### WHAT YOU NEED TO DO
Please copy out every line of the items below, multiplying each x and y coordinate in the answers by 1.4 and rounding to a whole number, with halves rounded up. Keep the sample coordinates in the format lines as they are, and leave the pictures out.

Point placement records
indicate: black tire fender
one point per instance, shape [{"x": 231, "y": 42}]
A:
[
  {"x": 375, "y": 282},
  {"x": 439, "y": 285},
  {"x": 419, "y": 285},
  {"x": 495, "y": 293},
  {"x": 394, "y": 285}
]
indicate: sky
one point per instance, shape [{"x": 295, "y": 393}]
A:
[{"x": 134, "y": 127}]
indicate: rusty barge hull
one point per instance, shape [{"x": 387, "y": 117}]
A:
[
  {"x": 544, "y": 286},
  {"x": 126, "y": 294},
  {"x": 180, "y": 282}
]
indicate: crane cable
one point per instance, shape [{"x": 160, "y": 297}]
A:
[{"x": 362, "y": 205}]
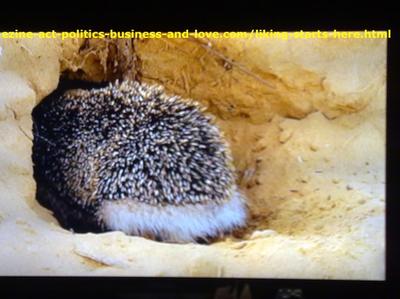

### ANSWER TO THIS TASK
indicate: black tire fender
one point per instance, shape [{"x": 231, "y": 42}]
A:
[
  {"x": 525, "y": 395},
  {"x": 615, "y": 399},
  {"x": 587, "y": 399},
  {"x": 693, "y": 410},
  {"x": 552, "y": 399}
]
indicate: sky
one point per instance, shape [{"x": 295, "y": 393}]
A:
[{"x": 188, "y": 178}]
indicate: rusty barge hull
one point per instance, shape [{"x": 387, "y": 117}]
A:
[
  {"x": 762, "y": 400},
  {"x": 176, "y": 412},
  {"x": 252, "y": 395}
]
indicate: crane cable
one point per instance, shape [{"x": 160, "y": 297}]
A:
[{"x": 507, "y": 287}]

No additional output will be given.